Without any images, output the records below verbatim.

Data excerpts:
• • • • •

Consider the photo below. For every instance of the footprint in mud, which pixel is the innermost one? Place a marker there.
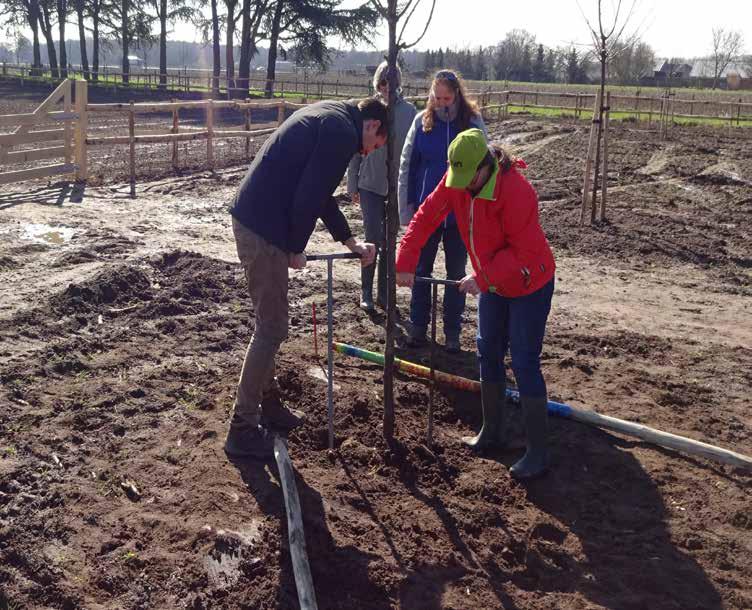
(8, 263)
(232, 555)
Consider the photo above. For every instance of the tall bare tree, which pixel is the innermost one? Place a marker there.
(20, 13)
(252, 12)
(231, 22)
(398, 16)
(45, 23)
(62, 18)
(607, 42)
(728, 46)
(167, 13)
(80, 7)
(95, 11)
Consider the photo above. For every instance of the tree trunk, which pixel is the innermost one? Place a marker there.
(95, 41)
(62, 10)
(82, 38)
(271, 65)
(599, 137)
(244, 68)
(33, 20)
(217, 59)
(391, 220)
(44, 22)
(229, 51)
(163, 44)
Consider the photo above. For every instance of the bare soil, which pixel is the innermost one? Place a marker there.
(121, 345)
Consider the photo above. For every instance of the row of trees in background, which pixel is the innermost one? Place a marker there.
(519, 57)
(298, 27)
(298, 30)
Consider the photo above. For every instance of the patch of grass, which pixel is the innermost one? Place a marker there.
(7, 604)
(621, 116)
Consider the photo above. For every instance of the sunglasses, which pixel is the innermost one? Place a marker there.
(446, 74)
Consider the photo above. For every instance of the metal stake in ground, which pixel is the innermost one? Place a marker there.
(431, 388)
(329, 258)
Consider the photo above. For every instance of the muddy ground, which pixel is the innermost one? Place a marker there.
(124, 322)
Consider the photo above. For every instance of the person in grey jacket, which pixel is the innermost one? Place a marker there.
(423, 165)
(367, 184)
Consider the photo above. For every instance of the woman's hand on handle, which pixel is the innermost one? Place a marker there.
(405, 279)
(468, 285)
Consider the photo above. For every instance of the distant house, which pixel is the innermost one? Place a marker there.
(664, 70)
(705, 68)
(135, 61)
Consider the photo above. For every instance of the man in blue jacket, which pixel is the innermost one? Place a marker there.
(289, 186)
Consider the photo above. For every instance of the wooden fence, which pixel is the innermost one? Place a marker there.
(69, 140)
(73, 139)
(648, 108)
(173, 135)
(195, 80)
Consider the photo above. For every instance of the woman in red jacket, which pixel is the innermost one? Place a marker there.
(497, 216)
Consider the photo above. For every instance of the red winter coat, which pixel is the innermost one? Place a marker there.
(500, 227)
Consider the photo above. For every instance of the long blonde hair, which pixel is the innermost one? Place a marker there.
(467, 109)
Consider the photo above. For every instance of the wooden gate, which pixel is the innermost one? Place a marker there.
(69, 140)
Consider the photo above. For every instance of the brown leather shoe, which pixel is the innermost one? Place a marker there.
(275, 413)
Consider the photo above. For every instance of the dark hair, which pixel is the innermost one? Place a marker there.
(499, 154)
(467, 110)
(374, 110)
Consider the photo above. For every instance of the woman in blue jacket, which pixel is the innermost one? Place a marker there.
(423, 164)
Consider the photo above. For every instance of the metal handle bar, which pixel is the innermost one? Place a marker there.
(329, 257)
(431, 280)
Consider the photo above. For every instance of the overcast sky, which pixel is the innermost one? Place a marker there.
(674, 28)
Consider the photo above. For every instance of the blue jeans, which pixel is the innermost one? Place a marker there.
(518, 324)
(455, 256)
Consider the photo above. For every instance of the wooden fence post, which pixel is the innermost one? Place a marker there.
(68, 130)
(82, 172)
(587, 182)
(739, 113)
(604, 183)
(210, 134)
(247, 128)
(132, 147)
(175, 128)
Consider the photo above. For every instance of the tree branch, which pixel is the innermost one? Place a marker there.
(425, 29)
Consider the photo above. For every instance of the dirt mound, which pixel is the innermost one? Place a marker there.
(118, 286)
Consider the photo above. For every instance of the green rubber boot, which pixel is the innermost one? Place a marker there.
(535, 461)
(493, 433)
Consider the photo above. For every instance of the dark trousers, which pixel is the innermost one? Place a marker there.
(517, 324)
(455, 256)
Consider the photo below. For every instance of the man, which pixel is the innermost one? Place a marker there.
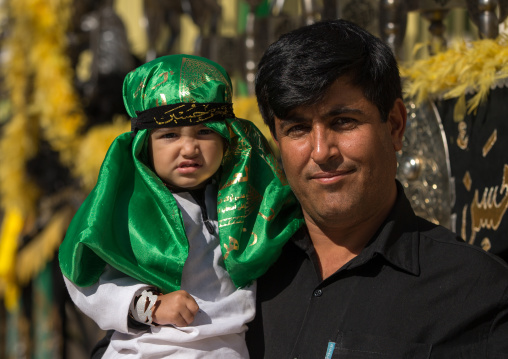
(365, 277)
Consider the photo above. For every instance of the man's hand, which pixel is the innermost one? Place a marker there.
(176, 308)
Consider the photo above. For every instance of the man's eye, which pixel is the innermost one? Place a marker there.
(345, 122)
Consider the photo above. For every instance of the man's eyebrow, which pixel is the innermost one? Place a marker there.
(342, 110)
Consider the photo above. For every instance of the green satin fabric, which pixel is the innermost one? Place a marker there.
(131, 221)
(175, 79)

• • • • •

• [REPLY]:
Consider the photo below. For every instance of the footprint in mud, which pixel is the innermost one? Place a marker there.
(8, 263)
(232, 555)
Consider the photo above. For every instance of the tall bare tree, which pixel is the innermost one? Place a marker there.
(20, 13)
(252, 12)
(231, 22)
(398, 16)
(45, 23)
(62, 18)
(607, 42)
(728, 46)
(167, 13)
(80, 7)
(95, 11)
Consider the photo above. For every instance of the tree trunk, which pixel is the innermost one? Place a marker there.
(95, 41)
(62, 10)
(82, 38)
(271, 65)
(599, 137)
(244, 68)
(33, 20)
(217, 59)
(391, 220)
(44, 22)
(229, 51)
(163, 44)
Consider the photo above. For every instance of the bare soil, which pixel is the innermost one? Place a marker there.
(121, 345)
Consider the photo above. For every instance of the row of trees in background, which pixel is the innermost one? Place a marker there.
(519, 57)
(298, 27)
(298, 30)
Consider the photo above. For every instance of the patch of grass, which pixel is the innermost one? Place a marker there.
(7, 604)
(621, 116)
Consider the photo above. For every instance of the sunglasses, which pixel is the innermost one? Place a marker there.
(446, 74)
Consider the photo above. For every instance of the metal stake in ground, which pixel is the innermost one? Place a marker there.
(431, 388)
(329, 258)
Consider the photo above. For every instance of the muddy ground, which pixel is the innermost one? Place a marker there.
(124, 322)
Consider the photo above. For every instance of the person in grey jacket, which pixel is the innermost one? Place a marker there.
(423, 165)
(367, 184)
Consider the photo above. For every instance of the woman's hand on handle, which pixel is the innermost one? Place a marker there.
(405, 279)
(468, 285)
Consider the photo above. For every instance of the distant house, which pixel is the innermost one? Place a marker there.
(664, 70)
(705, 68)
(135, 61)
Consider the photo above. For every instance of the man in blue jacket, which pixel is the innermost one? Place a marker there.
(289, 186)
Consider the photo above. For every instance of the wooden fence, which pixel is the innermost one? Place a marker there.
(69, 140)
(73, 139)
(648, 108)
(173, 135)
(195, 80)
Consider the photo above. For every instance of the woman in red jacket, which pixel is the innermost one? Place a marker there.
(497, 216)
Consider the photo above. For every instance of the red winter coat, which pixel is the innermost one? Place a marker there.
(500, 227)
Consider the photo above. For every instance of the long blonde hair, which pixel is the innermost one? Place a marker there.
(467, 109)
Consider the photo above. For every instance of the wooden gate, which pixel is the innermost one? Place a marker there.
(69, 140)
Consider the photo above. For every instance of the brown leather shoe, which pixel is the innermost one? Place a marker there.
(275, 413)
Consider the photo above. For every instance of the dark hair, which pixel is the innermost one? Place a marker there.
(499, 154)
(467, 110)
(374, 110)
Consider the photo above. For every instance of the woman in blue jacket, which pixel is the innermost one? Place a marker there.
(423, 164)
Consider the photo above. For every instance of the metal handle bar, which pixel is the innermost one? Place a marker there.
(329, 257)
(431, 280)
Consider the photo above. For every instance of the overcast sky, which pixel is the innermost one? Place a marker there.
(674, 28)
Consider the photo above. For every instance of the blue jeans, which pixel is the innermost one? Place a marker there.
(518, 324)
(455, 256)
Consider the photo above. For every instance of the wooden fence post, which pixel is the innermost one? Place a marker there.
(68, 130)
(82, 172)
(587, 182)
(739, 113)
(604, 183)
(210, 134)
(247, 128)
(132, 147)
(175, 128)
Consider the photo above. For every instance of the tree branch, which pixel is the innermost one? Place a marker there.
(425, 29)
Consider the photo above. For every instance of the dirt mound, which pixel is the innermost one? Place a marker there.
(118, 286)
Consider the photo above. For every instance of the green rubber boot, which pixel is the innermost one? Place a marker there.
(535, 461)
(493, 433)
Consider the photo above. For every instance of the dark trousers, which pixel is the innermost one? Place a marker there.
(517, 324)
(455, 256)
Consider the photo below. For every instance of the man, which pixel is the innermost one? Place a marker there.
(365, 277)
Consider the photo above. For every instance of the man's hand, which pixel is the innermost one? Place a marker there.
(176, 308)
Consider the photo above. For every instance of the man's eye, which pixel is the innermost one? Place a marker there.
(345, 122)
Consider the photo above. For every instance of the man's eyebrow, which pixel is the innermost one? Place a marker there.
(342, 110)
Consider the photo above. For every instance of the green satin fabric, which pixel is the innermost one? Place a marker there.
(131, 221)
(175, 79)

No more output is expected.